**TEKS BACAAN:**
□ □ □ □ □

Lihat ke Halaman Asli

eSPeKaPe Tuntut Sudirman Said Mundur Dari Jabatan Menteri ESDM

Diperbarui: 17 Juni 2015   11:18

Kompasiana adalah platform blog. Konten ini menjadi tanggung jawab bloger dan tidak mewakili pandangan redaksi Kompas.

Bagikan ide kreativitasmu dalam bentuk konten di Kompasiana | Sumber gambar: Freepik

eSPeKaPe Tuntut Sudirman Said Mundur Dari Jabatan Menteri ESDM

Jakarta, 12 Februari 2015.



Pertamina sudah mendapat restu dari Pemerintah untuk mengambil alih Blok Mahakam dari Total E&P Indonesie dan Inpex Corportion. Namun dalam pelaksanaannya menurut Direktur Utama PT Pertamina (Persero) Dwi Soetjipto, 10 Desember 2014 menyatakan, jika izinnya harus disetujui oleh Staf Ahli Khusus Kementerian Energi dan Sumber Daya Mineral (ESDM) Widhyawan Prawiraatmaja. Widyawan sebelumnya merupakan Deputi Pengendalian Komersil di Satuan Kerja Khusus Pelaksana Kegiatan Hulu Minyak dan Gas Bumi (SKK Migas) yang berkarir di SKK Migas sejak Februari 2013, dan ditunjuk sebagai Staf Khusus setelah Sudirman Said baru menjabat beberapa hari sebagai Menteri ESDM.

□ □ □ □ □

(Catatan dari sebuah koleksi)
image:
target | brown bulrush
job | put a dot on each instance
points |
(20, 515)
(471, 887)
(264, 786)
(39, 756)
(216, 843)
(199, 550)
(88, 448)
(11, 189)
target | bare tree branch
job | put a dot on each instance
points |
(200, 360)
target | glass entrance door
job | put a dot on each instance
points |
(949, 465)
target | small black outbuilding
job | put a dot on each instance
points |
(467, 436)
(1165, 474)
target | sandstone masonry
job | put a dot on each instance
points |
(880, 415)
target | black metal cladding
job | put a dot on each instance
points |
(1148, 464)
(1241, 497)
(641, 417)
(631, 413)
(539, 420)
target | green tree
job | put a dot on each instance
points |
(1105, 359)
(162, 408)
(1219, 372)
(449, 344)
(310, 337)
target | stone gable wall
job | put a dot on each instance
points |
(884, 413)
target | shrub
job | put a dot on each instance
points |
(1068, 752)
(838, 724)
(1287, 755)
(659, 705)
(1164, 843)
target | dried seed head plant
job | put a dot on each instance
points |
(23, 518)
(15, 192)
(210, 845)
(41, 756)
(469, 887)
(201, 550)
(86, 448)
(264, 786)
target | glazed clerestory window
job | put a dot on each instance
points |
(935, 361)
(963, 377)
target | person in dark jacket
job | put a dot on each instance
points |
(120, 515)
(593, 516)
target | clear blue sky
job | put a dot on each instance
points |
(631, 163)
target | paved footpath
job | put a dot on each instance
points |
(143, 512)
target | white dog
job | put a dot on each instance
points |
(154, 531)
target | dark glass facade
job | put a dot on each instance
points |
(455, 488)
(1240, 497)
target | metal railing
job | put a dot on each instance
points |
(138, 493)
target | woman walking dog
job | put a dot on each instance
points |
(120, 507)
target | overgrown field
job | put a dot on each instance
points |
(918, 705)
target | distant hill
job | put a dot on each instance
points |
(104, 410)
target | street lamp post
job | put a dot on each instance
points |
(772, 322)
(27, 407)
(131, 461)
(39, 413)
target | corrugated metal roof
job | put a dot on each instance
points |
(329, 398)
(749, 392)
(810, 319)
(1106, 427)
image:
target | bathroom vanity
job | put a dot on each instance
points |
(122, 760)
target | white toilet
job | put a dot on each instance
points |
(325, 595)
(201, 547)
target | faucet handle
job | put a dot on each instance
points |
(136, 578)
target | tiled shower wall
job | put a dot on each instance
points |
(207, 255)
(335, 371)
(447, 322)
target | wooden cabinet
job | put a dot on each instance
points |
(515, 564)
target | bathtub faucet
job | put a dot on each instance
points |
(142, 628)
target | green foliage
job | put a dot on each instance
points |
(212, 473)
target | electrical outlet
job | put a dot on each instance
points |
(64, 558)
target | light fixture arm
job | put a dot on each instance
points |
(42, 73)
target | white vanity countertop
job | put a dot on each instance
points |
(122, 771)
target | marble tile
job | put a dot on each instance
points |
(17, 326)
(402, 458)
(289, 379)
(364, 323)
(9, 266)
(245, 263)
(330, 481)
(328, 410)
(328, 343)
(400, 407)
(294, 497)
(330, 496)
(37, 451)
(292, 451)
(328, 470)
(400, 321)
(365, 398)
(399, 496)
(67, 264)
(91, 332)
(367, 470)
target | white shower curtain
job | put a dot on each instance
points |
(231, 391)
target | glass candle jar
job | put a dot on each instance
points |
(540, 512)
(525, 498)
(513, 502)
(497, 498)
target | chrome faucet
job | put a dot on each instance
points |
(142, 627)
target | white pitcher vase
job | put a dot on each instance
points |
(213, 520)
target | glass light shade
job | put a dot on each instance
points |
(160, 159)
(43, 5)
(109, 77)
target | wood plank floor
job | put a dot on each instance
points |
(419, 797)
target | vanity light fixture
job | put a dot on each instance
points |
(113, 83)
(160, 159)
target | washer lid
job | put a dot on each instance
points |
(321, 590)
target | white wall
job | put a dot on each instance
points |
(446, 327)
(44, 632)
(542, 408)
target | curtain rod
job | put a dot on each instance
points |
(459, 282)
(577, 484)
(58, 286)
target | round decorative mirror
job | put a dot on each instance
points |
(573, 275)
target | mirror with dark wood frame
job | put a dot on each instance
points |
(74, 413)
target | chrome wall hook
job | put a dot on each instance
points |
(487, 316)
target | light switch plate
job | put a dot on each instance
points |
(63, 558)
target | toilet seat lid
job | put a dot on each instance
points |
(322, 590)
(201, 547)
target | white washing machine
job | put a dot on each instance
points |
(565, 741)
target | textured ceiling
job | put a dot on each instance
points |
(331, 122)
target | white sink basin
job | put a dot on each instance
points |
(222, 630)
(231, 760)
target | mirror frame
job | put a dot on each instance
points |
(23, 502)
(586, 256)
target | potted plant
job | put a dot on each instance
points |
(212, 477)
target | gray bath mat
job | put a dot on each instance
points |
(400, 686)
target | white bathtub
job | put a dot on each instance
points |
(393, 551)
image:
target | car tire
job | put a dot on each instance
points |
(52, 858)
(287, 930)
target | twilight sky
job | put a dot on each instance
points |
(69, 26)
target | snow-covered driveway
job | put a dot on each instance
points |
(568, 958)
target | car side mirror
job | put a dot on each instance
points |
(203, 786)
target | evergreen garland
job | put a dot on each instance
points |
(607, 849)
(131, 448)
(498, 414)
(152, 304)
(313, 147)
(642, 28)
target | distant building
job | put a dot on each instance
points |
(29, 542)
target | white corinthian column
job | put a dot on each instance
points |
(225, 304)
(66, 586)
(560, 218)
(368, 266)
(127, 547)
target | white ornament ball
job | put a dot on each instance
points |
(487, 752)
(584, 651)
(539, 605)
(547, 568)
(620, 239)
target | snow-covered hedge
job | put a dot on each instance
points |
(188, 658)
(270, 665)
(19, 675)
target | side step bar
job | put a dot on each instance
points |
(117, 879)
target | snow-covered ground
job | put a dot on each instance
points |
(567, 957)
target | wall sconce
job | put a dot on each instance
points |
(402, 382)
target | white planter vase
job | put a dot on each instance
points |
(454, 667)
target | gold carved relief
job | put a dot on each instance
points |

□ □ □ □ □

**PETUNJUK SOAL:** Silakan ubah bagian artikel tentang Blok Mahakam yang diawali "Bagikan ide kreativitasmu" dan diakhiri "sebagai Menteri ESDM.", lalu ganti "Blok Mahakam" dengan "wilayah kerja Mahakam". Catatan-catatan di atas tidak berkaitan dengan artikel tentang Blok Mahakam.

**JAWABAN SOAL:**
Bagikan ide kreativitasmu dalam bentuk konten di Kompasiana | Sumber gambar: Freepik

eSPeKaPe Tuntut Sudirman Said Mundur Dari Jabatan Menteri ESDM

Jakarta, 12 Februari 2015.



Pertamina sudah mendapat restu dari Pemerintah untuk mengambil alih wilayah kerja Mahakam dari Total E&P Indonesie dan Inpex Corportion. Namun dalam pelaksanaannya menurut Direktur Utama PT Pertamina (Persero) Dwi Soetjipto, 10 Desember 2014 menyatakan, jika izinnya harus disetujui oleh Staf Ahli Khusus Kementerian Energi dan Sumber Daya Mineral (ESDM) Widhyawan Prawiraatmaja. Widyawan sebelumnya merupakan Deputi Pengendalian Komersil di Satuan Kerja Khusus Pelaksana Kegiatan Hulu Minyak dan Gas Bumi (SKK Migas) yang berkarir di SKK Migas sejak Februari 2013, dan ditunjuk sebagai Staf Khusus setelah Sudirman Said baru menjabat beberapa hari sebagai Menteri ESDM.